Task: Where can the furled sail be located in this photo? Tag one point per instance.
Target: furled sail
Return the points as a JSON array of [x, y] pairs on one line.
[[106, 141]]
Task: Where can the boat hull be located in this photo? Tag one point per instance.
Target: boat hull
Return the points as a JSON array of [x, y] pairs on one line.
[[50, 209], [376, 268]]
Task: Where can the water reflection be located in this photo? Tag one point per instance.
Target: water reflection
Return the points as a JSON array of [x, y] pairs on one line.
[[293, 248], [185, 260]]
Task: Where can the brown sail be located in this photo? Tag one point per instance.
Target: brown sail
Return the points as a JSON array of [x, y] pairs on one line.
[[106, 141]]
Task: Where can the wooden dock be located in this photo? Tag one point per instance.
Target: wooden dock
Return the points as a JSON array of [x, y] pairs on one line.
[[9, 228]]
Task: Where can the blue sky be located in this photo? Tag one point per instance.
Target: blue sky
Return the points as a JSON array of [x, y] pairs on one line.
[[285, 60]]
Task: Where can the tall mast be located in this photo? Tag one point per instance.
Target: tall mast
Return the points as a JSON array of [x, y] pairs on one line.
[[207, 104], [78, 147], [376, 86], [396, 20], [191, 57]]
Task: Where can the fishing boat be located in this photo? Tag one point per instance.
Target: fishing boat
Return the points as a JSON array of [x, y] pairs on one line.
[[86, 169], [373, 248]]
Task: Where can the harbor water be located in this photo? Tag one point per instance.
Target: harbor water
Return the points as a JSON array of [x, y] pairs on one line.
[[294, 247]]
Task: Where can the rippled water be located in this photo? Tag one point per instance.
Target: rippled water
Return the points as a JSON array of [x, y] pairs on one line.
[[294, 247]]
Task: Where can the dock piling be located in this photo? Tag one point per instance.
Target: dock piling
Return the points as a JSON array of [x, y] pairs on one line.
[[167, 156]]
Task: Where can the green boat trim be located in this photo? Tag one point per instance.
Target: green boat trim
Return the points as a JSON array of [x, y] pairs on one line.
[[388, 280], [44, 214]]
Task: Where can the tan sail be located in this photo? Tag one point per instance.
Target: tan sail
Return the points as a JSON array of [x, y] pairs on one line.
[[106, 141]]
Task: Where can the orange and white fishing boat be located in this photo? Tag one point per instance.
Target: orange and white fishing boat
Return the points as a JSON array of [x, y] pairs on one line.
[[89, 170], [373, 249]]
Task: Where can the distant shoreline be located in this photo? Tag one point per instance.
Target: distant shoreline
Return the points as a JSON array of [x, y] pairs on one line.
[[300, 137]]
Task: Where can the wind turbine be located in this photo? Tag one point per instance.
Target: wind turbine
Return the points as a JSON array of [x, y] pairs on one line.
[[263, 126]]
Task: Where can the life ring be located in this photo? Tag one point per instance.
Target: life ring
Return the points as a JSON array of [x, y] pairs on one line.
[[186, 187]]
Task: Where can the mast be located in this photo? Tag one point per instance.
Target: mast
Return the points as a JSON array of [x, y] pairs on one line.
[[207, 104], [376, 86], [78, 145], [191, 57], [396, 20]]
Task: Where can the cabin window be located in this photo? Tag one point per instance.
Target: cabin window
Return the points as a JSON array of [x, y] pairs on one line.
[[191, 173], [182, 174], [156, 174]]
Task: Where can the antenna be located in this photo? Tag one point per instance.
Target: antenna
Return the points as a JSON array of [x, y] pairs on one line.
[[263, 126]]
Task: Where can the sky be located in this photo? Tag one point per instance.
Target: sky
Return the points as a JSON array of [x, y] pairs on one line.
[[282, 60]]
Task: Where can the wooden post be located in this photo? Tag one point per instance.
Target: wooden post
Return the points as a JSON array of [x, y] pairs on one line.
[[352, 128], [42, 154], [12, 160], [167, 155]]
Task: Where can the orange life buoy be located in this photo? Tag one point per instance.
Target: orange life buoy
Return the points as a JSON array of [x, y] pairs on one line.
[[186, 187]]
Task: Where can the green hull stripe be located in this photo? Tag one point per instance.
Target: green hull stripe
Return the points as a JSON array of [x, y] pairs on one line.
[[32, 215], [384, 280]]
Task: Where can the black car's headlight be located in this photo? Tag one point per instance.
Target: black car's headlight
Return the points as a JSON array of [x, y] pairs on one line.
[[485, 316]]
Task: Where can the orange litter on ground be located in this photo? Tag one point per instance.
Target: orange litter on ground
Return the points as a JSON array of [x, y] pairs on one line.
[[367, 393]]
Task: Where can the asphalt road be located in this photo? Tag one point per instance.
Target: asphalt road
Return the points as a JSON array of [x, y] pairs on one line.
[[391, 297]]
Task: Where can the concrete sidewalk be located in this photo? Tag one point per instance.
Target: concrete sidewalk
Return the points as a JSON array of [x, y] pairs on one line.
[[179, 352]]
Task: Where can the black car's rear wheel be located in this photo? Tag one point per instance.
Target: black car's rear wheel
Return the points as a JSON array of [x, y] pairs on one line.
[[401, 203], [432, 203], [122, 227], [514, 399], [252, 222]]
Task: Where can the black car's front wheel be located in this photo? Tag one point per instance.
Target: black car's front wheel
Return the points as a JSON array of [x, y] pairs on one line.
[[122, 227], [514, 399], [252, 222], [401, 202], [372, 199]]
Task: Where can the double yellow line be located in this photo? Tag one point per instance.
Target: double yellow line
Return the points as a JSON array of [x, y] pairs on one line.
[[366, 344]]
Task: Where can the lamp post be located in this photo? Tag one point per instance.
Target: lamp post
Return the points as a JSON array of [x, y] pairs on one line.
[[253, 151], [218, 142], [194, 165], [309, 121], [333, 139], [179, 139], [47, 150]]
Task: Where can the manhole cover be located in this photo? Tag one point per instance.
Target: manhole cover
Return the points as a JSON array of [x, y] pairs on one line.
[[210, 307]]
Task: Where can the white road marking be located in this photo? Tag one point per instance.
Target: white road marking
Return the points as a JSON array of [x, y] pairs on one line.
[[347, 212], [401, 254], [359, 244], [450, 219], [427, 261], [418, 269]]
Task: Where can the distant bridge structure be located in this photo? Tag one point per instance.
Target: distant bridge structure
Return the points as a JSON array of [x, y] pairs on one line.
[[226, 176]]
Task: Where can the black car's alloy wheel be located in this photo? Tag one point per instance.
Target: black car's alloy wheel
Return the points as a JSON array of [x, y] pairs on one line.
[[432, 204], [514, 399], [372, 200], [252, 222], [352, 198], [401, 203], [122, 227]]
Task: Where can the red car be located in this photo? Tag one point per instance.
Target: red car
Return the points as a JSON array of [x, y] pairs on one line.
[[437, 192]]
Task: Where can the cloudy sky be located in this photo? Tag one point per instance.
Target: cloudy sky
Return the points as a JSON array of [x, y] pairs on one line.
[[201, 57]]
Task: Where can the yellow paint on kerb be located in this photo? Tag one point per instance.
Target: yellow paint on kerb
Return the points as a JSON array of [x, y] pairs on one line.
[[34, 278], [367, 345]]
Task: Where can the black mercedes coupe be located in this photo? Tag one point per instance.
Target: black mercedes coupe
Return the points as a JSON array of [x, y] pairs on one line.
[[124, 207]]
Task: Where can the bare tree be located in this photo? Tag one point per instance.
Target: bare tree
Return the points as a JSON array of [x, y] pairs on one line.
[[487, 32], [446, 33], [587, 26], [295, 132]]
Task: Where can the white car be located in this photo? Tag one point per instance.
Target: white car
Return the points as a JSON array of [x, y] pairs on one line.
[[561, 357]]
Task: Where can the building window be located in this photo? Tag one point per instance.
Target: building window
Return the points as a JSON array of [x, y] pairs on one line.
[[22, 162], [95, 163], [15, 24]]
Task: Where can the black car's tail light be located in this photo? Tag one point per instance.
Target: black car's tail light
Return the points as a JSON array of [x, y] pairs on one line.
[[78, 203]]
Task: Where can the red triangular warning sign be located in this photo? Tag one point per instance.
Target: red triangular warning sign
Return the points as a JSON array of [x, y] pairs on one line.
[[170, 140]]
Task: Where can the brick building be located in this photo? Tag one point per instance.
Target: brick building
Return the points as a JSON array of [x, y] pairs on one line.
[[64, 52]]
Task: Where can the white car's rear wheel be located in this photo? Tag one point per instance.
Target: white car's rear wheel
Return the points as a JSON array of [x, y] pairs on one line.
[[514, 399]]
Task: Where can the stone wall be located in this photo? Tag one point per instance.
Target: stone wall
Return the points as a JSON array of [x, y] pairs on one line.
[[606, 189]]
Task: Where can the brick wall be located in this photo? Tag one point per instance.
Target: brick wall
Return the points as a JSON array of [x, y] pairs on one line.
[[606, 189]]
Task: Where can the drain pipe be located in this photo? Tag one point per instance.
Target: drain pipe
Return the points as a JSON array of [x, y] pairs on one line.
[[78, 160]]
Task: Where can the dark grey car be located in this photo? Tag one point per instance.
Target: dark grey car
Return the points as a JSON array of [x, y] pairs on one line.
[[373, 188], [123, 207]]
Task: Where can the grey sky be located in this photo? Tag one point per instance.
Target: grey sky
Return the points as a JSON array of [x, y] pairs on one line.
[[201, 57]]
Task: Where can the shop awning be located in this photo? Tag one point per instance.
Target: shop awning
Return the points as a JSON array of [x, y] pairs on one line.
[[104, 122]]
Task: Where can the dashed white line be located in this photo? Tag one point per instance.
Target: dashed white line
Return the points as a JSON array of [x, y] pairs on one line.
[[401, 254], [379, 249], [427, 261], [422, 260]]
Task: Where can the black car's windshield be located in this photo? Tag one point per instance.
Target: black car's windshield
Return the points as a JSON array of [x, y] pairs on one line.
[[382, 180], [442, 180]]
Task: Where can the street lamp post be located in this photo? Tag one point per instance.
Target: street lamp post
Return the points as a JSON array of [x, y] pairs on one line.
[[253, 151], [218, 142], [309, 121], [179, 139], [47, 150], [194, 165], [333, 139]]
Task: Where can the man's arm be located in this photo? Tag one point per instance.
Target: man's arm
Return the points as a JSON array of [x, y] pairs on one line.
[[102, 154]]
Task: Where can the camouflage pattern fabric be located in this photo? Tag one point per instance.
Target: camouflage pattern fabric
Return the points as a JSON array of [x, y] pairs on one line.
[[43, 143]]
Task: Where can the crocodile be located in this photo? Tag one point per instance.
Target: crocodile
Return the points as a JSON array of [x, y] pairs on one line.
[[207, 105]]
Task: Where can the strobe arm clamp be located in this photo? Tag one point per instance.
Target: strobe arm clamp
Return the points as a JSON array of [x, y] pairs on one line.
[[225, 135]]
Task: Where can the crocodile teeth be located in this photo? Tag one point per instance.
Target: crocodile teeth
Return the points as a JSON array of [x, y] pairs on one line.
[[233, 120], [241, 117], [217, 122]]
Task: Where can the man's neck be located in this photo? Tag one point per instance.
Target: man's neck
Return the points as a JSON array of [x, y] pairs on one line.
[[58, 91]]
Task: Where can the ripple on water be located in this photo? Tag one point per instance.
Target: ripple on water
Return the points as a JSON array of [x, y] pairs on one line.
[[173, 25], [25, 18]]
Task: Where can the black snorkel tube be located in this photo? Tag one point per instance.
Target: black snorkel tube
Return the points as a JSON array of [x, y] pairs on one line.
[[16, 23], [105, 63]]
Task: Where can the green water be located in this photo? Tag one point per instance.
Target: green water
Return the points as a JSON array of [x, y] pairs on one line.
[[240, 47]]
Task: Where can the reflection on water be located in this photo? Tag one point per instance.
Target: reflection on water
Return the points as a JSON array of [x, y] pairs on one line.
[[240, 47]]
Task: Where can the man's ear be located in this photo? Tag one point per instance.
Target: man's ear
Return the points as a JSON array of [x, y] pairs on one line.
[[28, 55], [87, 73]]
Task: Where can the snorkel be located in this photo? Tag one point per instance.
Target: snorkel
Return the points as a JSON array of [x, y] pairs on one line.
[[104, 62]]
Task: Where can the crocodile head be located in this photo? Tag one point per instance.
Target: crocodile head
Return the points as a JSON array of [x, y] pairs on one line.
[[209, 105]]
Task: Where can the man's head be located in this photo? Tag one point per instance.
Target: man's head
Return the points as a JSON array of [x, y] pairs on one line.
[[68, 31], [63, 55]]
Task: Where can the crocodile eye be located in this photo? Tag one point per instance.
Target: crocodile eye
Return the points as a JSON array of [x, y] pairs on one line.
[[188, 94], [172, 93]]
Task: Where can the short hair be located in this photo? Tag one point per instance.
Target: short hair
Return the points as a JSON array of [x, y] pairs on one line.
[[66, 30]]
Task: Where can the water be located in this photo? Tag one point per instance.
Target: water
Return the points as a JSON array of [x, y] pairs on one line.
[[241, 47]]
===
**What this task involves:** Your task is to set down exactly the lines from the line containing "Target: man's neck" to the end of the data above, including both ends.

**Written solution:**
Target: man's neck
Return the points as a JSON array of [x, y] pairs on one line.
[[58, 91]]
Task: Where can the ripple on water be located in this photo? Tag one point per instance.
Target: ripple on water
Return the points as a JSON array of [x, y] pairs on one line.
[[173, 25], [25, 18]]
Task: Where can the black snorkel tube be located in this photo? Tag one point per instance.
Target: black snorkel tube
Return the points as a JSON array of [x, y] pairs on one line.
[[16, 23], [105, 63]]
Task: Where can the green water be located in this photo? Tag one point per instance.
Target: green water
Return the points as a JSON array of [x, y] pairs on one line.
[[240, 47]]
Task: Where can the reflection on water be located in this photo? Tag one point per instance.
Target: reflection on water
Return the points as a JSON array of [x, y] pairs on one line.
[[240, 47]]
Task: Where can the man's ear be located in this photo? Tag one point per instance.
Target: man's ear
Return the points as a JSON array of [x, y] pairs on one line.
[[28, 55], [87, 73]]
Task: Where can the snorkel be located in this photo? Tag one point per instance.
Target: snorkel
Return the points as a JSON array of [x, y] pairs on one line.
[[104, 62]]
Task: Where can the crocodile head be located in this photo? Tag one point per instance.
Target: crocodile head
Return the points as a JSON array of [x, y] pairs on one line.
[[209, 105]]
Task: Where can the man's head be located in this photo? Tag one point per instance.
Target: man's head
Return the points as a JSON array of [x, y] pairs on one line.
[[68, 31], [63, 55]]
Task: Where can the crocodile eye be located in this photo? Tag one point per instance.
Target: crocodile eye
Return the points as a JSON array of [x, y] pairs on one line.
[[188, 94], [172, 93]]
Task: Where can the short hair be located in this photo? Tag one point per instance.
Target: short hair
Return the points as a JSON array of [x, y] pairs on one line.
[[66, 30]]
Task: Where can the water be located in this photo? Tag one point per instance.
Target: water
Return the points as a JSON array of [x, y] pairs on one line.
[[241, 47]]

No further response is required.